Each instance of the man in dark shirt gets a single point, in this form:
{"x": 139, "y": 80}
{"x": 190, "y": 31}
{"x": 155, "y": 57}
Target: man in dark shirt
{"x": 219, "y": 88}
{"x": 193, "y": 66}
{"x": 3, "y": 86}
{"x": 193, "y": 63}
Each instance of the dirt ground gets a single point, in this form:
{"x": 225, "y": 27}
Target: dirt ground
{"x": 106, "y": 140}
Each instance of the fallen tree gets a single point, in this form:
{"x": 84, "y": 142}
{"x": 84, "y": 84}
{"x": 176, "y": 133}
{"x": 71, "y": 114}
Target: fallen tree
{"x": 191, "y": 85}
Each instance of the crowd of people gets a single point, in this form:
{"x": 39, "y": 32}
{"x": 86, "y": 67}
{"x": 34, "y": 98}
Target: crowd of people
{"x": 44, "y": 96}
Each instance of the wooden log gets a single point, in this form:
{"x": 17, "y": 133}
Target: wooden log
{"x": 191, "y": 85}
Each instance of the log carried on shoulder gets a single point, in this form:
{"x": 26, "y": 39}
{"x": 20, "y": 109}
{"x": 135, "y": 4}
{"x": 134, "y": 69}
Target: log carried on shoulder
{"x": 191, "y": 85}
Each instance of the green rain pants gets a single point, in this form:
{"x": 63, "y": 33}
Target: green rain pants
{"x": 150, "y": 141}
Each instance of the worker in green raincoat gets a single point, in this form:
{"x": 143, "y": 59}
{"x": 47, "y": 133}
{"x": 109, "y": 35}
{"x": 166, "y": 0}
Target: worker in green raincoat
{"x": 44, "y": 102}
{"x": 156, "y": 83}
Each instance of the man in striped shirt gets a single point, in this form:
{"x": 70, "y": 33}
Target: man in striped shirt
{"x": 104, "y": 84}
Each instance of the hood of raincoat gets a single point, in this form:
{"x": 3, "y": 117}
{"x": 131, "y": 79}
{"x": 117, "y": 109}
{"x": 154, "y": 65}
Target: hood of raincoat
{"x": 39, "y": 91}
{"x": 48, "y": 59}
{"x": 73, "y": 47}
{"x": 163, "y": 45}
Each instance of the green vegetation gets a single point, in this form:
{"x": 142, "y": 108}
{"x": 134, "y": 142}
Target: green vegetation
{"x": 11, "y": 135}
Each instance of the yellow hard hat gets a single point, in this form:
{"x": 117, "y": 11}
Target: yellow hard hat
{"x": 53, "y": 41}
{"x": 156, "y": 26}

+ + + +

Exercise prompt: Return every line exactly.

Task response:
Each instance of the man in dark shirt gets a single point, in this form:
{"x": 139, "y": 80}
{"x": 190, "y": 31}
{"x": 155, "y": 57}
Target: man in dark shirt
{"x": 219, "y": 88}
{"x": 193, "y": 66}
{"x": 3, "y": 86}
{"x": 193, "y": 63}
Each instance of the dirt ground gets a single point, in this form:
{"x": 225, "y": 27}
Target: dirt ground
{"x": 106, "y": 140}
Each instance of the fallen tree gets a single point, in this form:
{"x": 84, "y": 142}
{"x": 84, "y": 84}
{"x": 176, "y": 133}
{"x": 71, "y": 114}
Target: fallen tree
{"x": 191, "y": 85}
Each instance of the crowd of people gets a single point, in this form:
{"x": 39, "y": 32}
{"x": 86, "y": 67}
{"x": 34, "y": 98}
Target: crowd of people
{"x": 44, "y": 96}
Each instance of the wooden log gets a single point, in this form:
{"x": 17, "y": 133}
Target: wooden log
{"x": 191, "y": 85}
Each instance of the log carried on shoulder gets a single point, in this form:
{"x": 26, "y": 39}
{"x": 20, "y": 109}
{"x": 135, "y": 4}
{"x": 134, "y": 69}
Target: log carried on shoulder
{"x": 191, "y": 85}
Each instance of the green rain pants gets a single point, in this form:
{"x": 63, "y": 33}
Target: green rain pants
{"x": 150, "y": 141}
Each instance of the worker in green raincoat gets a single point, in this form:
{"x": 143, "y": 59}
{"x": 47, "y": 133}
{"x": 109, "y": 35}
{"x": 166, "y": 0}
Target: worker in green raincoat
{"x": 44, "y": 102}
{"x": 156, "y": 83}
Each instance of the man in striped shirt gets a single point, in this form:
{"x": 70, "y": 33}
Target: man in striped shirt
{"x": 104, "y": 84}
Each instance of the hood of raincoat gets a single point, in this form:
{"x": 3, "y": 117}
{"x": 131, "y": 79}
{"x": 117, "y": 109}
{"x": 154, "y": 65}
Target: hood of raincoat
{"x": 39, "y": 91}
{"x": 48, "y": 59}
{"x": 73, "y": 47}
{"x": 163, "y": 45}
Each instance of the green vegetation gets a single point, in this form:
{"x": 142, "y": 108}
{"x": 134, "y": 142}
Target: green vegetation
{"x": 11, "y": 135}
Each instance of the yellow hard hat gets a single point, in this form:
{"x": 117, "y": 11}
Target: yellow hard hat
{"x": 53, "y": 41}
{"x": 156, "y": 26}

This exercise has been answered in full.